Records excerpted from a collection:
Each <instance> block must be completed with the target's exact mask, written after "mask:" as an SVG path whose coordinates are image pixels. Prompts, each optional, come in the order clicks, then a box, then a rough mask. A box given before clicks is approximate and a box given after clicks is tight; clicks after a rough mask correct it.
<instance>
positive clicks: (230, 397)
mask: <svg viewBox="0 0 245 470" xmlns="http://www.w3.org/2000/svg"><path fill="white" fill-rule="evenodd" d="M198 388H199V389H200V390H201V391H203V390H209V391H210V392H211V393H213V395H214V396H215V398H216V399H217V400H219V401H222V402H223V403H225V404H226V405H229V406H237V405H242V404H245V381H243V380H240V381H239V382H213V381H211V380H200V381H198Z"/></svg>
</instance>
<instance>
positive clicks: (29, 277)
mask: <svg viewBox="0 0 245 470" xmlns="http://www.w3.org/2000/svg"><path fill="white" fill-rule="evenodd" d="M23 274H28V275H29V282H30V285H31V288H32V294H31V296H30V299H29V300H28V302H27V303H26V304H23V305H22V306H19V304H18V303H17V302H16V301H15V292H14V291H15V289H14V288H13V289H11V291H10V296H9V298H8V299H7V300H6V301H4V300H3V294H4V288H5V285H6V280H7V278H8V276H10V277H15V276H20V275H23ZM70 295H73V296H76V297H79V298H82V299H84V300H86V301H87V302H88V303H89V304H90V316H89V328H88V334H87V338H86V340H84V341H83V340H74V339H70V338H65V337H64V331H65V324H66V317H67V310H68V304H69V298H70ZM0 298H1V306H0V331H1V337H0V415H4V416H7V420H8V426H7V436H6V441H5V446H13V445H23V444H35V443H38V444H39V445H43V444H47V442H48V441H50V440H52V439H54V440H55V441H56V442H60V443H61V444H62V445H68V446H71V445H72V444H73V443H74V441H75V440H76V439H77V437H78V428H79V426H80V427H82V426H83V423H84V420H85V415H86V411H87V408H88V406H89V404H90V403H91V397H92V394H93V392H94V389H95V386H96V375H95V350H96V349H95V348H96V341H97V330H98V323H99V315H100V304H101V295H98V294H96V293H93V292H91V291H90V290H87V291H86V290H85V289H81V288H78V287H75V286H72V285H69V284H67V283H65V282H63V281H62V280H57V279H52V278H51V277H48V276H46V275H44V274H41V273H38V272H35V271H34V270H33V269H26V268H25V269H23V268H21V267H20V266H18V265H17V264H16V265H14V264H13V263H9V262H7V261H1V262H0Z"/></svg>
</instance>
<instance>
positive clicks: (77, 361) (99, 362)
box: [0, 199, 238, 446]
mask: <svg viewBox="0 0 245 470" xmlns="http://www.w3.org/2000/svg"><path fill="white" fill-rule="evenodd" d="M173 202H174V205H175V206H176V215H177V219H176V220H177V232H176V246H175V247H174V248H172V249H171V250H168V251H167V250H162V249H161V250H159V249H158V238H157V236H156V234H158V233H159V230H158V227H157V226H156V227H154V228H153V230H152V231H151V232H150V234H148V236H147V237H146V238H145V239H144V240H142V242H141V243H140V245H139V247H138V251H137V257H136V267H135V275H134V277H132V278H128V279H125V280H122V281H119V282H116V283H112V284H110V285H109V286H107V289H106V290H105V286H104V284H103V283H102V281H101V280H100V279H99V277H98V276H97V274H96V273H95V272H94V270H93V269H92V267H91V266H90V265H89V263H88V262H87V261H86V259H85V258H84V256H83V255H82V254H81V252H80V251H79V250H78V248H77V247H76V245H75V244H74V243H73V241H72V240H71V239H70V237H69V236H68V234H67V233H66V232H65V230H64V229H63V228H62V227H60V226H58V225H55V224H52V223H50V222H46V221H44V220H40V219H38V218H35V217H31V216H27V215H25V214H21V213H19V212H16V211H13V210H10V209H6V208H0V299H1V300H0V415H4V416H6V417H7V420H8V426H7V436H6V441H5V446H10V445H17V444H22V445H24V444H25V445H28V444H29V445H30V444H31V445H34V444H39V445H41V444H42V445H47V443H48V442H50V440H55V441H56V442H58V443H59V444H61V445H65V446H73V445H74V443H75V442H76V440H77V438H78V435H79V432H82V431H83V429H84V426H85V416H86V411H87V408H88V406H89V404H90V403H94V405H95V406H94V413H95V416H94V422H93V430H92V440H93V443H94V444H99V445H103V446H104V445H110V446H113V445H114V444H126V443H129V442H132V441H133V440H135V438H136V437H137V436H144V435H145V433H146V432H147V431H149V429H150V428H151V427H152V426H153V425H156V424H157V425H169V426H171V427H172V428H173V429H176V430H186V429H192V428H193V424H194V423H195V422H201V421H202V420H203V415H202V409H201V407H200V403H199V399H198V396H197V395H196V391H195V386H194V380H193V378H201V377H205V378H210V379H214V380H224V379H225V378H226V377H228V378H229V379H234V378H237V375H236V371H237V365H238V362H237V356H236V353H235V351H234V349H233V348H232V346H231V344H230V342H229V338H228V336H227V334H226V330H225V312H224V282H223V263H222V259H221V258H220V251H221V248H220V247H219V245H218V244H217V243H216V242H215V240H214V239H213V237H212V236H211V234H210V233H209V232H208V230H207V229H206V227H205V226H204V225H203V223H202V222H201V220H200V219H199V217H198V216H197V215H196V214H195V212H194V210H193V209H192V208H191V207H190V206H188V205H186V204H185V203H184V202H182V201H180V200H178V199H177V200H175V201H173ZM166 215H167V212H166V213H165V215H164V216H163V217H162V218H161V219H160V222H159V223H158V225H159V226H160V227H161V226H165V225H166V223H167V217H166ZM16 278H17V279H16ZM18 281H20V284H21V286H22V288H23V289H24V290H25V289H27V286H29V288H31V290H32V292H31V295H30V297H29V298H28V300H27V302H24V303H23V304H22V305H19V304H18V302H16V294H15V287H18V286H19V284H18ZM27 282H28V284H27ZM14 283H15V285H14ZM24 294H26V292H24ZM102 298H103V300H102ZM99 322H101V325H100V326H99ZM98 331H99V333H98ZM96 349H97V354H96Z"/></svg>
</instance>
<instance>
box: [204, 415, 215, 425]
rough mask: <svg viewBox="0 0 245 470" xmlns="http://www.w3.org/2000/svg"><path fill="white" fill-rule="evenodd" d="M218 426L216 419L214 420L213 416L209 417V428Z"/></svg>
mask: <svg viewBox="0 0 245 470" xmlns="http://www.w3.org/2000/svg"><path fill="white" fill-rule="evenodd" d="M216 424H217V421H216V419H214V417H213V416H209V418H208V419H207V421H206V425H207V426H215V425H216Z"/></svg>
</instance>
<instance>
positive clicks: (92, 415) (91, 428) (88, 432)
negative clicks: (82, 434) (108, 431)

GOAL OF THE EXERCISE
Could you give every entry again, exactly as written?

YOUR SOLUTION
Each <instance> block must be completed with the target's exact mask, written after "mask:" as an SVG path whose coordinates are image pixels. Prompts, each optional, come in the order clicks, then a box, then a rough mask. A box given before clicks is approximate and a box given after clicks is tight; clicks after a rough mask correct it.
<instance>
positive clicks: (230, 397)
mask: <svg viewBox="0 0 245 470" xmlns="http://www.w3.org/2000/svg"><path fill="white" fill-rule="evenodd" d="M198 388H199V389H200V390H201V391H203V390H209V391H210V392H211V393H213V395H214V396H215V398H216V399H217V400H219V401H222V402H223V403H225V404H226V405H229V406H237V405H242V404H245V381H243V380H240V381H239V382H213V381H211V380H200V381H198Z"/></svg>
</instance>
<instance>
positive clicks: (29, 277)
mask: <svg viewBox="0 0 245 470" xmlns="http://www.w3.org/2000/svg"><path fill="white" fill-rule="evenodd" d="M23 274H28V275H29V282H30V285H31V288H32V294H31V296H30V299H29V300H28V302H27V303H26V304H23V305H22V306H19V304H18V303H17V302H16V301H15V292H14V291H15V289H14V288H13V289H11V291H10V296H9V298H8V299H7V300H6V301H4V300H3V294H4V288H5V285H6V280H7V278H8V276H10V277H15V276H20V275H23ZM70 295H73V296H76V297H79V298H82V299H84V300H86V301H87V302H88V303H89V304H90V316H89V328H88V334H87V338H86V340H84V341H83V340H74V339H70V338H65V337H64V331H65V324H66V317H67V310H68V304H69V298H70ZM0 298H1V306H0V331H1V337H0V415H4V416H7V420H8V426H7V436H6V441H5V446H13V445H23V444H35V443H38V444H39V445H43V444H47V442H48V441H50V440H52V439H54V440H55V441H56V442H60V443H61V444H62V445H68V446H71V445H72V444H73V443H74V441H75V440H76V439H77V437H78V428H79V426H80V427H82V426H83V423H84V420H85V415H86V411H87V408H88V406H89V404H90V403H91V397H92V394H93V392H94V389H95V386H96V375H95V350H96V349H95V348H96V341H97V330H98V323H99V315H100V304H101V295H98V294H96V293H93V292H91V291H90V290H87V291H86V290H85V289H81V288H78V287H75V286H72V285H69V284H67V283H65V282H63V281H62V280H57V279H52V278H51V277H48V276H46V275H44V274H41V273H38V272H35V271H34V270H33V269H26V268H25V269H23V268H21V267H20V266H18V265H17V264H16V265H14V264H13V263H9V262H7V261H1V262H0Z"/></svg>
</instance>
<instance>
positive clicks: (77, 361) (99, 362)
box: [0, 199, 238, 446]
mask: <svg viewBox="0 0 245 470" xmlns="http://www.w3.org/2000/svg"><path fill="white" fill-rule="evenodd" d="M173 202H174V205H175V206H176V215H177V219H176V220H177V232H176V246H175V247H174V248H172V249H171V250H168V251H167V250H162V249H161V250H159V249H158V238H157V236H156V234H158V233H159V230H158V227H157V226H156V227H154V228H153V230H152V231H151V232H150V234H148V236H147V237H146V238H145V239H144V240H142V242H141V243H140V245H139V247H138V251H137V257H136V267H135V275H134V277H132V278H128V279H125V280H122V281H119V282H116V283H112V284H110V285H109V286H107V289H106V290H105V286H104V284H103V283H102V281H101V280H100V279H99V277H98V276H97V274H96V273H95V272H94V270H93V269H92V267H91V266H90V265H89V263H88V262H87V261H86V259H85V258H84V256H83V255H82V254H81V252H80V251H79V250H78V248H77V247H76V245H75V244H74V243H73V241H72V240H71V239H70V237H69V236H68V234H67V233H66V232H65V230H64V229H63V228H62V227H60V226H58V225H55V224H52V223H50V222H46V221H44V220H40V219H38V218H35V217H31V216H27V215H25V214H21V213H19V212H16V211H13V210H10V209H6V208H0V299H1V300H0V415H4V416H6V417H7V420H8V426H7V436H6V441H5V446H10V445H17V444H22V445H24V444H25V445H28V444H29V445H30V444H31V445H34V444H39V445H41V444H42V445H47V443H48V442H50V440H55V441H56V442H58V443H59V444H61V445H65V446H73V445H74V443H75V442H76V440H77V438H78V435H79V432H82V431H83V429H84V426H85V416H86V411H87V408H88V406H89V404H90V403H94V405H95V406H94V413H95V416H94V422H93V430H92V440H93V443H94V444H99V445H103V446H104V445H110V446H113V445H114V444H126V443H129V442H132V441H133V440H135V438H136V437H137V436H144V435H145V433H146V432H147V431H149V429H150V428H151V427H152V426H153V425H156V424H157V425H169V426H171V427H172V428H173V429H176V430H186V429H192V428H193V424H194V423H195V422H201V421H202V420H203V415H202V409H201V407H200V403H199V399H198V396H197V395H196V391H195V386H194V380H193V378H201V377H205V378H210V379H214V380H224V379H225V378H226V377H228V378H229V379H234V378H237V375H236V371H237V365H238V362H237V356H236V353H235V351H234V349H233V348H232V346H231V344H230V342H229V338H228V336H227V334H226V330H225V312H224V282H223V263H222V259H221V258H220V251H221V248H220V247H219V245H218V244H217V243H216V242H215V240H214V239H213V237H212V236H211V234H210V233H209V232H208V230H207V229H206V227H205V226H204V225H203V223H202V222H201V220H200V219H199V217H198V216H197V215H196V214H195V212H194V210H193V209H192V208H191V207H190V206H188V205H186V204H185V203H184V202H182V201H180V200H178V199H177V200H175V201H173ZM166 215H167V212H166V213H165V215H164V216H163V217H162V218H161V219H160V222H159V223H158V225H159V226H160V227H161V226H165V225H166V223H167V217H166ZM16 278H17V279H16ZM18 281H20V284H21V286H22V288H23V289H24V290H25V289H27V286H29V288H31V290H32V292H31V295H30V297H29V298H28V300H27V302H24V303H23V304H22V305H19V304H18V302H16V294H15V287H18V286H19V284H18ZM27 282H28V284H27ZM14 283H15V285H14ZM24 294H26V292H24ZM102 298H103V300H102ZM99 322H101V325H100V326H99ZM98 331H99V333H98ZM96 349H97V354H96Z"/></svg>
</instance>
<instance>
box: [204, 415, 215, 425]
rough mask: <svg viewBox="0 0 245 470" xmlns="http://www.w3.org/2000/svg"><path fill="white" fill-rule="evenodd" d="M218 426L216 419L214 420L213 416L209 417V428Z"/></svg>
mask: <svg viewBox="0 0 245 470" xmlns="http://www.w3.org/2000/svg"><path fill="white" fill-rule="evenodd" d="M216 424H217V421H216V419H214V417H213V416H209V418H208V419H207V421H206V425H207V426H215V425H216Z"/></svg>
</instance>
<instance>
positive clicks: (92, 415) (91, 428) (88, 432)
negative clicks: (82, 434) (108, 431)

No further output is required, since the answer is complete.